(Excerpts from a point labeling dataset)

━━━━━━━━━━━━━━━━━━━━━━━━━━━━━━

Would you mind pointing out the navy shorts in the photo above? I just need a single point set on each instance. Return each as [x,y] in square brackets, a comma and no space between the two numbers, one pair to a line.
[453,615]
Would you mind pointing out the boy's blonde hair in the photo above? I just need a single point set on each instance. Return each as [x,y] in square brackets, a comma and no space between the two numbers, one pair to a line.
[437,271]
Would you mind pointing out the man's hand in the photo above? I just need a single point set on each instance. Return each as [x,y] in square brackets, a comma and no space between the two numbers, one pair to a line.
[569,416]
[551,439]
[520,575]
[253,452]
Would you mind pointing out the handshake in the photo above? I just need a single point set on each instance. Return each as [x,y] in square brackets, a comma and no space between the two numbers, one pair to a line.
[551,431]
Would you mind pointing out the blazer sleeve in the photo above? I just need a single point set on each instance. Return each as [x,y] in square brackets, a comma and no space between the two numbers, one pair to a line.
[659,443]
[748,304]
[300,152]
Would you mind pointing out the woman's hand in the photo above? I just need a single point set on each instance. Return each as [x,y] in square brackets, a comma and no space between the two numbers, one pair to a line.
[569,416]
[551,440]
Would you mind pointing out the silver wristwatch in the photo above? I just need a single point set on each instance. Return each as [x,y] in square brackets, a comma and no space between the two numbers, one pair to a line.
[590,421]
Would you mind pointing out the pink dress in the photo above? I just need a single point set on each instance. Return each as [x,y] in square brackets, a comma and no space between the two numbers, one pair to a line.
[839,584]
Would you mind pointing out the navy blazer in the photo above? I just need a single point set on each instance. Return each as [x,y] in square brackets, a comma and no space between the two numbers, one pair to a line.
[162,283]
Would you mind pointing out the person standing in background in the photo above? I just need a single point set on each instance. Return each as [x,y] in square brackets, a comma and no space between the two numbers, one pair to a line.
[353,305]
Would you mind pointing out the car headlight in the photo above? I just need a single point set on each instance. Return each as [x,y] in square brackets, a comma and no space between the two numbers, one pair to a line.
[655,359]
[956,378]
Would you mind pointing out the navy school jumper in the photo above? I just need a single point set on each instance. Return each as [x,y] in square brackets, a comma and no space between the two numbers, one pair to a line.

━━━━━━━━━━━━━━━━━━━━━━━━━━━━━━

» **Exercise goal**
Shift every coordinate in the listing up by 74, then write out again only the lines from the one containing "Would you mind pointing out the navy blazer" through the end of the listing, requests included.

» **Task result**
Would you mind pointing out the navy blazer in the photo above? I just need a single point set on each instance. Return each as [x,y] in square brackets, a comma and no space between the two numbers, one pair to a line.
[236,357]
Would you mind pointing out the person standing in background in the photo above? I just need a single point set on each instance. Return each as [x,y] in square brackets, a comma and no space between the two numbers, one pair to a line.
[427,379]
Would you mind pointing out the car headlight in the photo above? I just need a single point set on each instance. Return each as [x,y] in square brackets, a comma and no space between the two numbers, one pair to a line.
[729,433]
[1030,452]
Would you mind pointing out the navy school jumper in the photo above? I just need a single point set on each instance. Return each as [x,y] in square brackets, a comma and no space between the two numbers, one pair to a line.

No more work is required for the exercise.